@[Pete Morcos](https://forum.azimuthproject.org/profile/2373/Pete%20Morcos)

I have a questions about :
\$$f(b)=\bigwedge_Q \emptyset=\top_Q=3\$$

How do we compare the elements of the empty set to any other elements?

Is the above statement is true because all \$$q \in Q \$$ satisfy \$$q \le q' \$$ for any \$$q' \in \emptyset \$$ ?

Using this logic I could also say that all \$$q \in Q \$$ satisfy \$$q' \le q \$$ for any \$$q' \in \emptyset \$$ ,
which means all \$$q \in Q \$$ are \$$q \equiv q' \$$ for any \$$q' \in \emptyset \$$, so using transitivity of equivalence,
we have that all \$$q \in Q \$$ are equivalent, isn't it?

AIM 1 – Reproduce the forum post about the meet of the empty set in full, without changing anything.

EXTRACTED ENTRIES –
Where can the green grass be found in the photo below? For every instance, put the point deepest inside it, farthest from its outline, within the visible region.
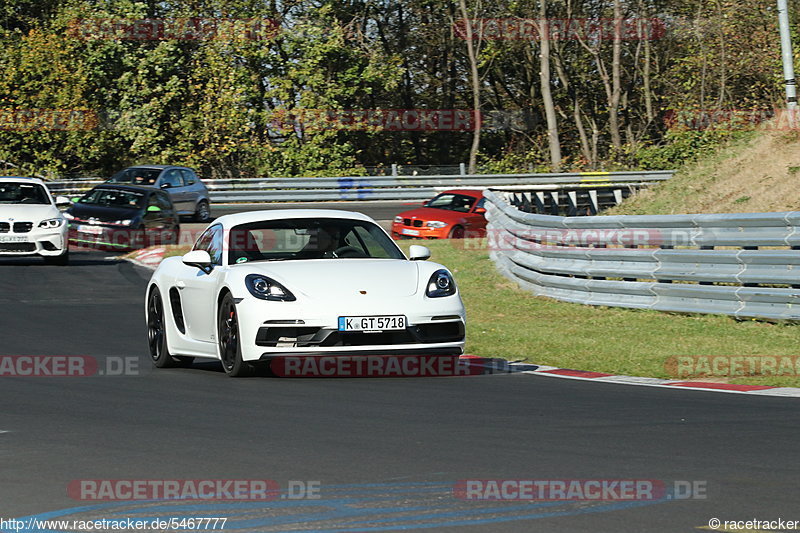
(508, 322)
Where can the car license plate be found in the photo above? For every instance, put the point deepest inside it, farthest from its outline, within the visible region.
(9, 238)
(372, 323)
(93, 230)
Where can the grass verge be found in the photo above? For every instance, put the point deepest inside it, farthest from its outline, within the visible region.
(506, 321)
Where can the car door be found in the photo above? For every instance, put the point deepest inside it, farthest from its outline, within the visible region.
(171, 230)
(192, 187)
(155, 221)
(172, 182)
(476, 221)
(198, 289)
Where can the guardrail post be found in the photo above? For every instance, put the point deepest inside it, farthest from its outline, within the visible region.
(540, 208)
(554, 206)
(573, 203)
(593, 199)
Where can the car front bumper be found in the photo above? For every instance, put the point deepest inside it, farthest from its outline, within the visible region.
(401, 231)
(435, 326)
(43, 242)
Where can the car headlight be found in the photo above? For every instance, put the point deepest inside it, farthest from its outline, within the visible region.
(51, 223)
(441, 284)
(265, 288)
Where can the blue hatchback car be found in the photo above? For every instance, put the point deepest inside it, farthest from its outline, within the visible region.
(188, 194)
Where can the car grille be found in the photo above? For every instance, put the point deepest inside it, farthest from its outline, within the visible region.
(17, 247)
(22, 227)
(311, 336)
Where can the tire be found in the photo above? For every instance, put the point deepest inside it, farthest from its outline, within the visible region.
(157, 332)
(456, 233)
(58, 260)
(230, 346)
(203, 212)
(173, 237)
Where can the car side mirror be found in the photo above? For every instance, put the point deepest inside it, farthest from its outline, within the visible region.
(199, 259)
(418, 253)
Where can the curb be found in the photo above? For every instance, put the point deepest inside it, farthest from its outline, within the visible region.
(148, 258)
(501, 366)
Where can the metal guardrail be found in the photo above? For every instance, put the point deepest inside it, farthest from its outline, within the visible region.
(680, 263)
(405, 187)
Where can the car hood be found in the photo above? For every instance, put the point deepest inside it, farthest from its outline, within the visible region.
(428, 213)
(102, 213)
(333, 279)
(28, 212)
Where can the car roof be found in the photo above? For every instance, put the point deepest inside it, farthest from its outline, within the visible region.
(475, 193)
(123, 187)
(20, 179)
(154, 167)
(236, 219)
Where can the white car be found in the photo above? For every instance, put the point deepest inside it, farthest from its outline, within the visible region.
(268, 284)
(30, 222)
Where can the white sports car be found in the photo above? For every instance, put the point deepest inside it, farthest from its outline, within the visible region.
(30, 222)
(267, 284)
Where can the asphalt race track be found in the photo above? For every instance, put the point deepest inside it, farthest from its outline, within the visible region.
(386, 453)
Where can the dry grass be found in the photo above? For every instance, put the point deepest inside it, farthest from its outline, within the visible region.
(759, 174)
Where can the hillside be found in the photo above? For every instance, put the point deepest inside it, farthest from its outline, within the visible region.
(761, 173)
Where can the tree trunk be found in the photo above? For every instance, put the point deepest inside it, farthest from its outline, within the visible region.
(616, 87)
(547, 96)
(476, 90)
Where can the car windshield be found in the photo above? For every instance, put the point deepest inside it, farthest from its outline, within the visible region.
(306, 238)
(452, 202)
(113, 198)
(136, 176)
(23, 193)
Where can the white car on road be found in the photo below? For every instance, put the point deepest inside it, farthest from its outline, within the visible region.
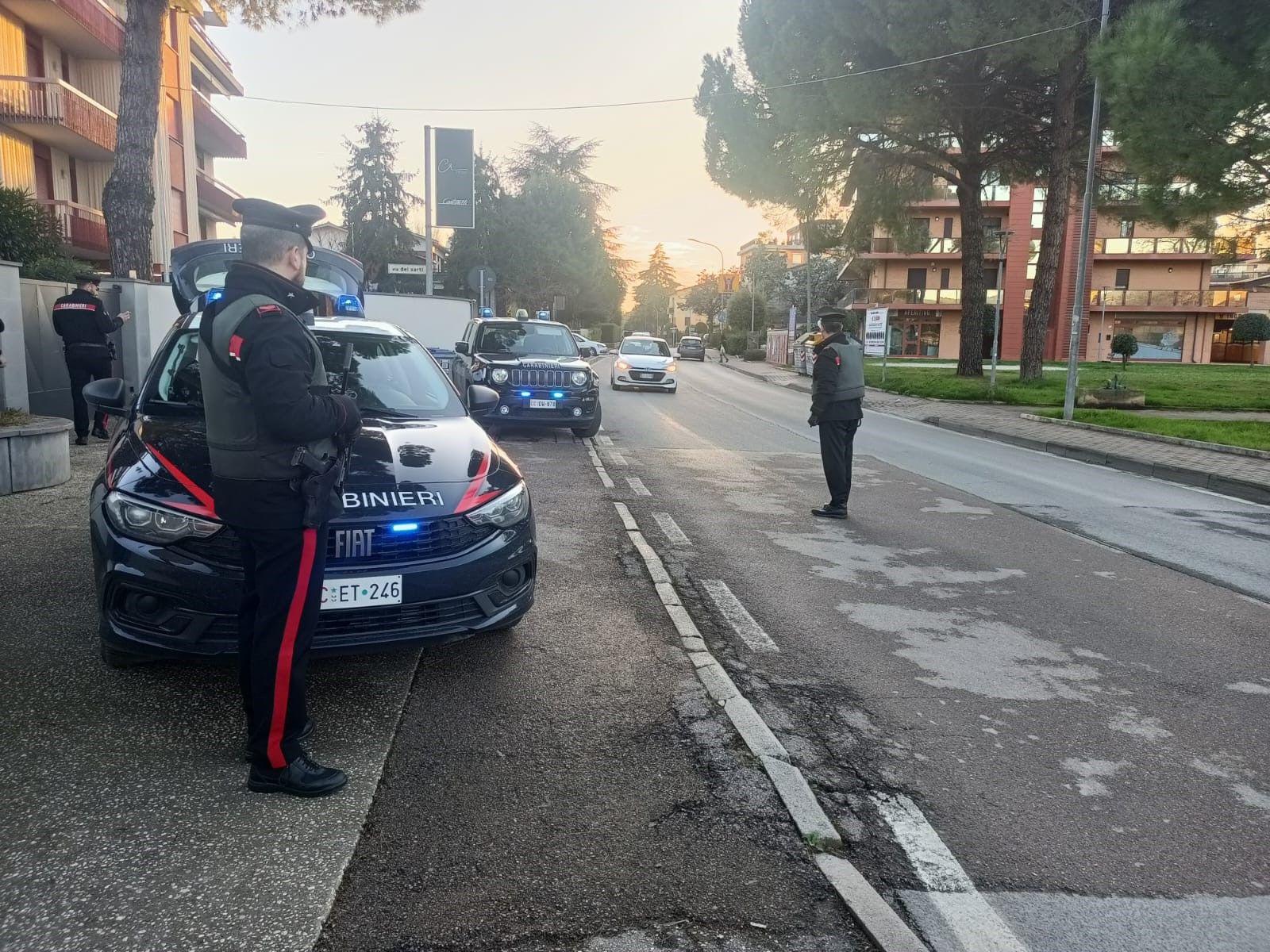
(645, 362)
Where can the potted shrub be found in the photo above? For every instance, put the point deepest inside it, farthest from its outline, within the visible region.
(1114, 393)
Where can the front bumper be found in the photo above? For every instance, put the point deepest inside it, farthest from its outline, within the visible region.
(573, 408)
(162, 602)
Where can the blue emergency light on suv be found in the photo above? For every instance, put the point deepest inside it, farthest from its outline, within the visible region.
(537, 371)
(437, 539)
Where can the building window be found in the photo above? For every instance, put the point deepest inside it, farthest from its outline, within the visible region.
(1157, 340)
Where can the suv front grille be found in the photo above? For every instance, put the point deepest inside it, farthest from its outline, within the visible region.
(521, 378)
(436, 539)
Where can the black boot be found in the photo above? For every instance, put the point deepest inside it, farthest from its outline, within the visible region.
(302, 777)
(304, 735)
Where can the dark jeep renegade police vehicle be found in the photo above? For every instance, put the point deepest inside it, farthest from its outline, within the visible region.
(537, 371)
(437, 539)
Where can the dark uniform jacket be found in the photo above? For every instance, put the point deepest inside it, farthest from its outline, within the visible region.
(276, 359)
(825, 385)
(80, 317)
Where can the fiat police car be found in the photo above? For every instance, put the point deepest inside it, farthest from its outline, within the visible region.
(535, 366)
(437, 539)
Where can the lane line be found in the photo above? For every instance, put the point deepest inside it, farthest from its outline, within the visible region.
(968, 914)
(736, 615)
(882, 923)
(671, 530)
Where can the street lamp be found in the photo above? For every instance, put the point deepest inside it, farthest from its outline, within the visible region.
(723, 264)
(1003, 247)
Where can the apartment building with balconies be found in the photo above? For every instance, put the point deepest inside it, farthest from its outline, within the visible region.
(1142, 278)
(60, 63)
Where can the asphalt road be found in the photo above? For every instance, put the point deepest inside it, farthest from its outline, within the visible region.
(1081, 725)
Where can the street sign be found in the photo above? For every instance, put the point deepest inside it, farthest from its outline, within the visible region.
(876, 332)
(456, 186)
(474, 277)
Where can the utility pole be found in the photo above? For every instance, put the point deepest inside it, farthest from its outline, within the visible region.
(427, 206)
(1083, 260)
(1003, 245)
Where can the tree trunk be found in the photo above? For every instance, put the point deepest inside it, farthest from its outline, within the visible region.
(1058, 198)
(975, 294)
(129, 198)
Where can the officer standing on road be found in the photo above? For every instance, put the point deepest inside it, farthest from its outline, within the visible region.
(275, 435)
(82, 321)
(837, 389)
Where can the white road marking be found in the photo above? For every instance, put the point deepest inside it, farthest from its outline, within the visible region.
(671, 530)
(976, 924)
(736, 615)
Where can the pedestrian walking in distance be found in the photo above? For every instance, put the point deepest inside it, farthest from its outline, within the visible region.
(837, 389)
(82, 321)
(275, 435)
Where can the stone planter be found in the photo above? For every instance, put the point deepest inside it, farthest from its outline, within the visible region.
(36, 455)
(1111, 399)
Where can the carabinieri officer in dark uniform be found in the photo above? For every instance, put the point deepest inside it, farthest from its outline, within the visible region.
(275, 433)
(82, 321)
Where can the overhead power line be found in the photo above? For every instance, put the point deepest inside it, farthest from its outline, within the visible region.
(625, 105)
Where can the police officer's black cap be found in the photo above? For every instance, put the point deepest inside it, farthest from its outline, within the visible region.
(298, 219)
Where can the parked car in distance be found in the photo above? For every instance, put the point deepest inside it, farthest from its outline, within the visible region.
(692, 348)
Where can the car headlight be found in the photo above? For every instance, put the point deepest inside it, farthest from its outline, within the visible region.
(156, 524)
(505, 512)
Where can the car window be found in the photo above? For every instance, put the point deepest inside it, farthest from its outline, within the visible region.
(387, 374)
(526, 340)
(645, 347)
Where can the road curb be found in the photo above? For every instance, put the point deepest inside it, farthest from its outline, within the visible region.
(1202, 479)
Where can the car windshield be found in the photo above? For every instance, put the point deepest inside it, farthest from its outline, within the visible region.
(391, 376)
(526, 340)
(645, 347)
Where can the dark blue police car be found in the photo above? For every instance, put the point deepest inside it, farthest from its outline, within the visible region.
(437, 539)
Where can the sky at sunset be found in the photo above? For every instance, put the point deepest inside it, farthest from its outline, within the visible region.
(497, 54)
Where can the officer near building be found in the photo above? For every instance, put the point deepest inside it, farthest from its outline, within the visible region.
(83, 323)
(837, 390)
(275, 436)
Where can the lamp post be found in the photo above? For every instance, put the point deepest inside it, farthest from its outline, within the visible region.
(1003, 247)
(723, 264)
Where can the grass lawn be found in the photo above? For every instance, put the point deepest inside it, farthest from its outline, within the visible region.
(1254, 435)
(1168, 386)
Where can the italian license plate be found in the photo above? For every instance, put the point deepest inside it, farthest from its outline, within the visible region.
(361, 593)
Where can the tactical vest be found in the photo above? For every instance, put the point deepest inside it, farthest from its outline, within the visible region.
(851, 371)
(239, 450)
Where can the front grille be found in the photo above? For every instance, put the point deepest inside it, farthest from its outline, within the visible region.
(522, 378)
(436, 539)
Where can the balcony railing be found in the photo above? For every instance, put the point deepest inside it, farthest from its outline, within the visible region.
(929, 298)
(1221, 298)
(80, 226)
(31, 103)
(1153, 247)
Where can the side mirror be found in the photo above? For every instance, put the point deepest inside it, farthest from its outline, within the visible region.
(107, 393)
(480, 400)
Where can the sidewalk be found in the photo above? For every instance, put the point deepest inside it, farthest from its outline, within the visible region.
(1244, 478)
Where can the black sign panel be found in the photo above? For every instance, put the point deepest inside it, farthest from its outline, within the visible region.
(452, 152)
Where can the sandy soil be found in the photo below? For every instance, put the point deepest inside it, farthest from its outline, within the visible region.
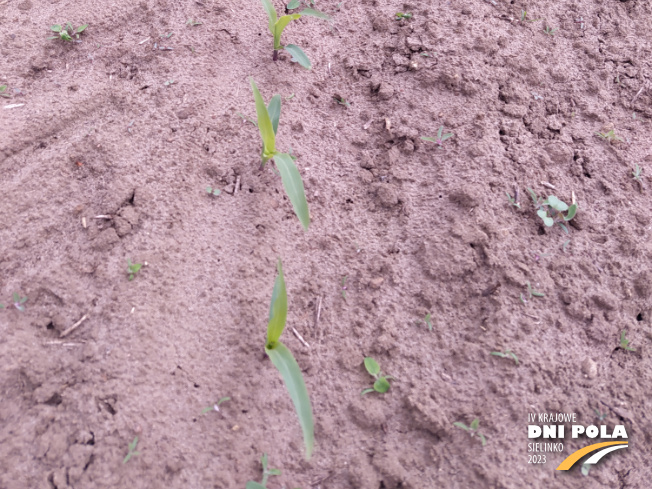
(414, 228)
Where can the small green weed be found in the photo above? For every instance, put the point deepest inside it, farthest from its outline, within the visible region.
(428, 321)
(507, 354)
(133, 269)
(552, 210)
(216, 406)
(132, 451)
(277, 25)
(472, 430)
(266, 473)
(19, 301)
(268, 119)
(382, 382)
(440, 137)
(67, 32)
(624, 342)
(610, 136)
(285, 363)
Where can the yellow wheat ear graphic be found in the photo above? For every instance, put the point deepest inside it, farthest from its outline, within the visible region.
(608, 446)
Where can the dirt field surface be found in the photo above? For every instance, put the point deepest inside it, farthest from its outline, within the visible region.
(107, 147)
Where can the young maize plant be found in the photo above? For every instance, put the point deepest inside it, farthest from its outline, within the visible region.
(268, 117)
(276, 26)
(284, 361)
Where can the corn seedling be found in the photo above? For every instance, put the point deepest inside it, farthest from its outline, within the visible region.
(624, 342)
(382, 382)
(276, 26)
(610, 136)
(268, 118)
(472, 430)
(284, 361)
(216, 406)
(213, 191)
(552, 210)
(66, 32)
(133, 269)
(131, 451)
(19, 301)
(507, 354)
(440, 137)
(266, 473)
(428, 321)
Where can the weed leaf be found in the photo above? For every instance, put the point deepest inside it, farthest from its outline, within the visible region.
(271, 13)
(298, 55)
(274, 111)
(278, 308)
(314, 13)
(283, 360)
(264, 124)
(293, 187)
(381, 385)
(372, 366)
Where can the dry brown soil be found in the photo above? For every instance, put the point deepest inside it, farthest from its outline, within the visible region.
(414, 228)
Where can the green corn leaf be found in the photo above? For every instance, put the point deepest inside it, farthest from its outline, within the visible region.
(298, 55)
(264, 124)
(283, 360)
(280, 25)
(315, 13)
(278, 309)
(293, 187)
(254, 485)
(274, 111)
(572, 210)
(271, 13)
(372, 366)
(381, 385)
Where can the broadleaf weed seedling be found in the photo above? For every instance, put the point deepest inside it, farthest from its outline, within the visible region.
(67, 32)
(284, 361)
(440, 137)
(133, 269)
(19, 301)
(624, 342)
(381, 384)
(268, 119)
(472, 429)
(276, 26)
(552, 210)
(131, 451)
(266, 473)
(507, 354)
(216, 406)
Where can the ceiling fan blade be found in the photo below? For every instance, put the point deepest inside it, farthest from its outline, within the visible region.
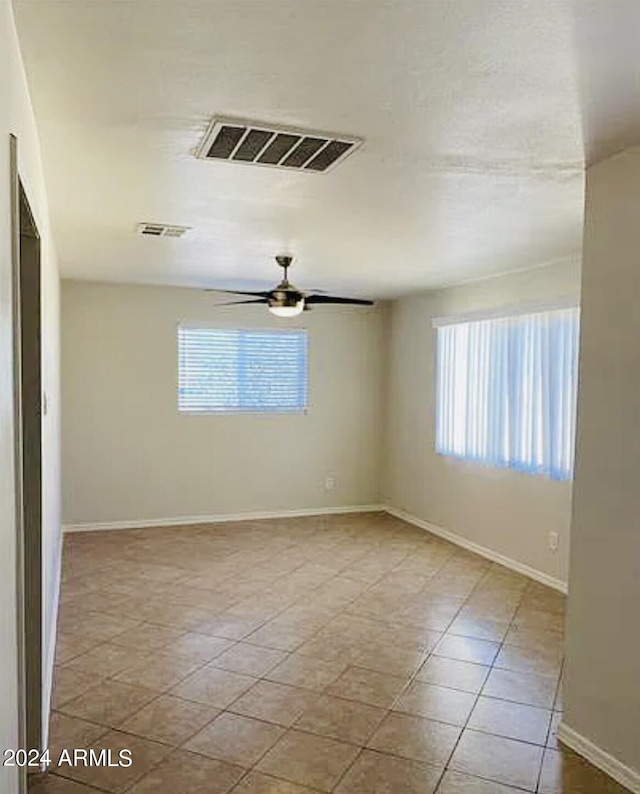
(240, 303)
(334, 299)
(240, 292)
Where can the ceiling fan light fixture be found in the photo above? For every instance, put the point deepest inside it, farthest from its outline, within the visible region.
(288, 311)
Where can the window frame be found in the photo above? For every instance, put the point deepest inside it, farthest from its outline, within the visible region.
(236, 411)
(489, 457)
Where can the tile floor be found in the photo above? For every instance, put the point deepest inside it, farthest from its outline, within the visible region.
(350, 654)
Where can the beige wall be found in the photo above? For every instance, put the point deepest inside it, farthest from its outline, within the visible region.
(127, 453)
(506, 511)
(603, 646)
(16, 116)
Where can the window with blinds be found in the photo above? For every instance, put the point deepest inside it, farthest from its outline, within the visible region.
(224, 370)
(506, 391)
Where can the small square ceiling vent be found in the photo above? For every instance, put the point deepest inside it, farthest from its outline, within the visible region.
(161, 230)
(254, 143)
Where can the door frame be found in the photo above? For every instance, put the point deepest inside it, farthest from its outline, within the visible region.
(27, 386)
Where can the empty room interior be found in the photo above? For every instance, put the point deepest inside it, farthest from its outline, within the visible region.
(319, 377)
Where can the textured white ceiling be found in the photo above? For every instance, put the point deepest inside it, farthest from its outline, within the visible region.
(472, 112)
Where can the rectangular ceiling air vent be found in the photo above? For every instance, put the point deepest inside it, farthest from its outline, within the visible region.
(254, 143)
(161, 230)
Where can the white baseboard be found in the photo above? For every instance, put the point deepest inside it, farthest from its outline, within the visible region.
(623, 774)
(483, 551)
(219, 519)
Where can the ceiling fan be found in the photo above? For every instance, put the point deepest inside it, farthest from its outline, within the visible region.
(285, 300)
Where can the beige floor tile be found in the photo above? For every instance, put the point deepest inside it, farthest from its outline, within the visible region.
(213, 686)
(376, 773)
(144, 755)
(256, 783)
(436, 703)
(512, 720)
(250, 659)
(345, 720)
(188, 773)
(495, 758)
(281, 635)
(69, 646)
(527, 688)
(534, 638)
(106, 660)
(467, 649)
(457, 783)
(314, 761)
(108, 703)
(328, 621)
(388, 657)
(169, 720)
(453, 673)
(541, 660)
(68, 683)
(158, 671)
(564, 772)
(230, 627)
(277, 703)
(479, 628)
(199, 647)
(71, 732)
(95, 624)
(235, 739)
(53, 784)
(552, 738)
(415, 738)
(367, 686)
(148, 636)
(307, 672)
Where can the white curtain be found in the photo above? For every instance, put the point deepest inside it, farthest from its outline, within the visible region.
(506, 391)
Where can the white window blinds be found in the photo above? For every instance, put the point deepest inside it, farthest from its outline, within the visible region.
(242, 371)
(506, 391)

AIM 2 – Find every line in the records that contains the string "tile", treating uppercase and lowercase as different, and copy each such line.

EXPECTED ANSWER 1 –
@[Pete Morcos](https://forum.azimuthproject.org/profile/2373/Pete%20Morcos)

I have a questions about :
\$$f(b)=\bigwedge_Q \emptyset=\top_Q=3\$$

How do we compare the elements of the empty set to any other elements?

Is the above statement is true because all \$$q \in Q \$$ satisfy \$$q \le q' \$$ for any \$$q' \in \emptyset \$$ ?

Using this logic I could also say that all \$$q \in Q \$$ satisfy \$$q' \le q \$$ for any \$$q' \in \emptyset \$$ ,
which means all \$$q \in Q \$$ are \$$q \equiv q' \$$ for any \$$q' \in \emptyset \$$, so using transitivity of equivalence,
we have that all \$$q \in Q \$$ are equivalent, isn't it?

EXPECTED ANSWER 2 –
Where can the tile floor be found in the photo above? For every instance, put the point deepest inside it, farthest from its outline, within the visible region.
Where can the beige floor tile be found in the photo above? For every instance, put the point deepest inside it, farthest from its outline, within the visible region.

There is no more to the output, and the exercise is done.